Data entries
▽
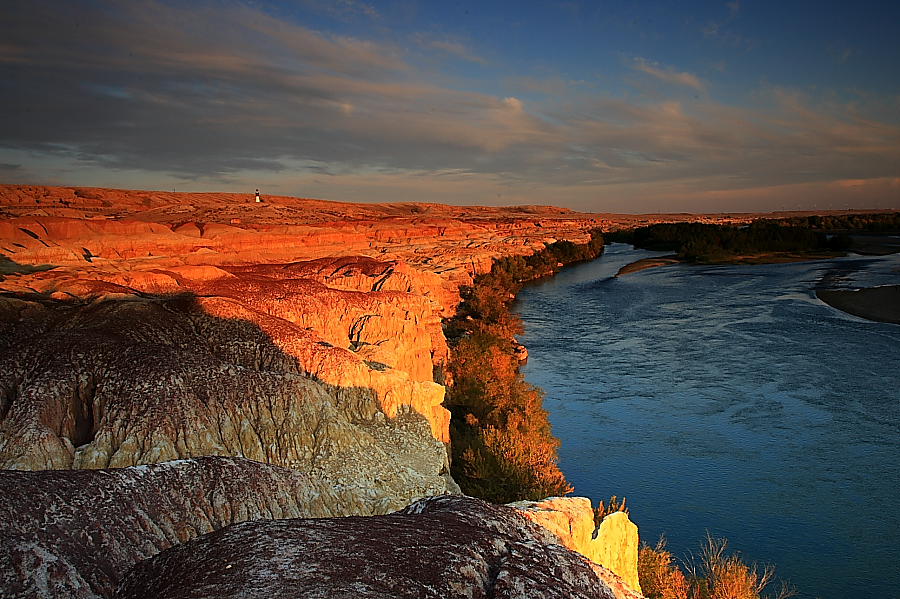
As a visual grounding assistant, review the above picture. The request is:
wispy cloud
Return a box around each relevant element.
[415,33,487,64]
[0,1,900,210]
[632,58,706,91]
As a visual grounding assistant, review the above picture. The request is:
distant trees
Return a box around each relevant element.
[445,230,603,503]
[630,220,849,262]
[783,212,900,233]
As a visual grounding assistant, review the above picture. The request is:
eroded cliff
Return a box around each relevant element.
[115,496,614,599]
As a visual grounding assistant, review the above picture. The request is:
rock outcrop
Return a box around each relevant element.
[0,185,648,599]
[0,458,358,599]
[115,496,614,599]
[510,497,641,599]
[0,457,640,599]
[0,291,457,514]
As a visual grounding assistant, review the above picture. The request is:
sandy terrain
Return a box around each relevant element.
[816,285,900,324]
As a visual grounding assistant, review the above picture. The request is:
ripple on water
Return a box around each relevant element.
[516,245,900,599]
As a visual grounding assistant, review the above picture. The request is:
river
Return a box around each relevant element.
[514,244,900,599]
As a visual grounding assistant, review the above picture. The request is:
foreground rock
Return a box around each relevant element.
[0,458,357,599]
[509,497,641,598]
[0,292,457,515]
[115,496,632,599]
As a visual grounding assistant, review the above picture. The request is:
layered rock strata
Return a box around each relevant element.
[0,292,456,514]
[115,496,628,599]
[0,458,359,599]
[0,457,640,599]
[509,497,641,597]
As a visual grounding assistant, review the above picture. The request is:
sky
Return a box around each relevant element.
[0,0,900,212]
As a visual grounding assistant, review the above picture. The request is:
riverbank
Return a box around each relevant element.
[516,244,900,599]
[616,252,845,277]
[816,285,900,324]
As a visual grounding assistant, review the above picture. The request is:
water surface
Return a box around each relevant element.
[515,244,900,599]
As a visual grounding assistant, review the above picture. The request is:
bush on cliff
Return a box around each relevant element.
[638,535,796,599]
[445,231,603,503]
[630,220,846,262]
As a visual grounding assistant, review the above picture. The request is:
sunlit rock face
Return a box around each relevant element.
[509,497,641,599]
[0,458,365,599]
[115,496,614,599]
[0,296,457,514]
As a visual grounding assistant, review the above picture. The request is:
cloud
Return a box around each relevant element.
[414,33,487,65]
[0,1,900,210]
[632,58,706,92]
[301,0,381,21]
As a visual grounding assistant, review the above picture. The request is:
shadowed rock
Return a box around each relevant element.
[0,295,457,515]
[116,496,614,599]
[0,458,366,599]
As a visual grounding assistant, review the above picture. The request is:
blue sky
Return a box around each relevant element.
[0,0,900,212]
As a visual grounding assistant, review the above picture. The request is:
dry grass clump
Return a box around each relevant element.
[594,495,628,528]
[638,534,796,599]
[638,537,690,599]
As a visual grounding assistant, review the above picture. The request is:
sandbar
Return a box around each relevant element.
[816,285,900,324]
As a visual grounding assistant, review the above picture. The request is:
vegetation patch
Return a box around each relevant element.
[638,535,797,599]
[445,230,603,503]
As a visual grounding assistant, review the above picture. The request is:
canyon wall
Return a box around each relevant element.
[0,186,648,599]
[0,186,597,482]
[0,457,640,599]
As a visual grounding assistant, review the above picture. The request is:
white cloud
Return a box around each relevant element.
[632,58,706,92]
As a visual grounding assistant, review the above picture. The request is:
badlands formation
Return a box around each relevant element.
[0,185,708,598]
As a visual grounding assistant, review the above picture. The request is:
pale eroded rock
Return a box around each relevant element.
[509,497,641,599]
[116,496,614,599]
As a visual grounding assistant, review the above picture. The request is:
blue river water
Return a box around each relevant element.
[514,244,900,599]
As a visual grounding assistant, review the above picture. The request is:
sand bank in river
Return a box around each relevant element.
[616,254,681,277]
[816,285,900,324]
△
*Task to carry out*. Gather every line of the records above that contains the string "rock", treating uppercase and lowercase as different, and copy each of those lines in full.

*Solved exercise*.
rock outcrop
foreground rock
layered rock strata
sunlit rock face
shadowed rock
pale eroded rock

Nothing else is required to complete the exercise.